START Material to process

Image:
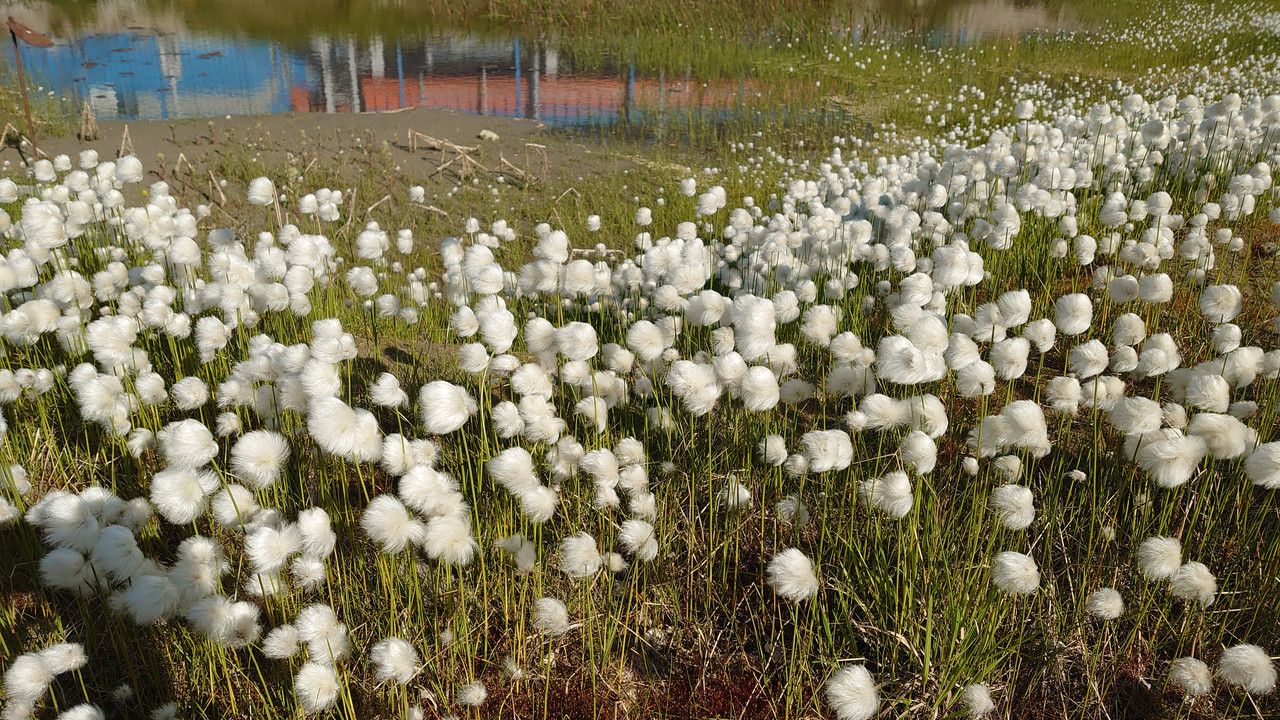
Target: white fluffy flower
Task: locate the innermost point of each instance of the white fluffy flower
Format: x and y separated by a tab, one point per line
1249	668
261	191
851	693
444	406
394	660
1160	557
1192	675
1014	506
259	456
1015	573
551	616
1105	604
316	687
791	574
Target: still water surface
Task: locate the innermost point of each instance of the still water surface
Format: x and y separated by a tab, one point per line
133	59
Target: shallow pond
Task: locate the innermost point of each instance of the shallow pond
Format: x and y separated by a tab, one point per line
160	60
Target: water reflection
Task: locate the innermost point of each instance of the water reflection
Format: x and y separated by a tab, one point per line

END Material to process

* **Your task**
What's needed is every line above, retyped exactly and free of pictures.

* **Task response**
Image:
Target: white fluffy flower
Task: locate the innermost point of each instance of the white fluffy flower
Format: x and y separated by a tab, one point per line
1249	668
261	191
851	693
444	406
394	660
1160	557
1192	675
1014	506
259	456
1015	573
551	616
1105	604
316	687
791	574
Target: still water surface
Task: locate the innermost point of each instance of the still water surface
Format: x and y separated by a tab, one point per line
133	59
Target: shallow pond
Task: locate the innermost point of each instance of the shallow pond
Format: x and y separated by a tab, one point per line
160	60
Target: water reflection
Task: locate the innermost point of each instance of the water reflection
Format: x and y separated by a tab, one point per line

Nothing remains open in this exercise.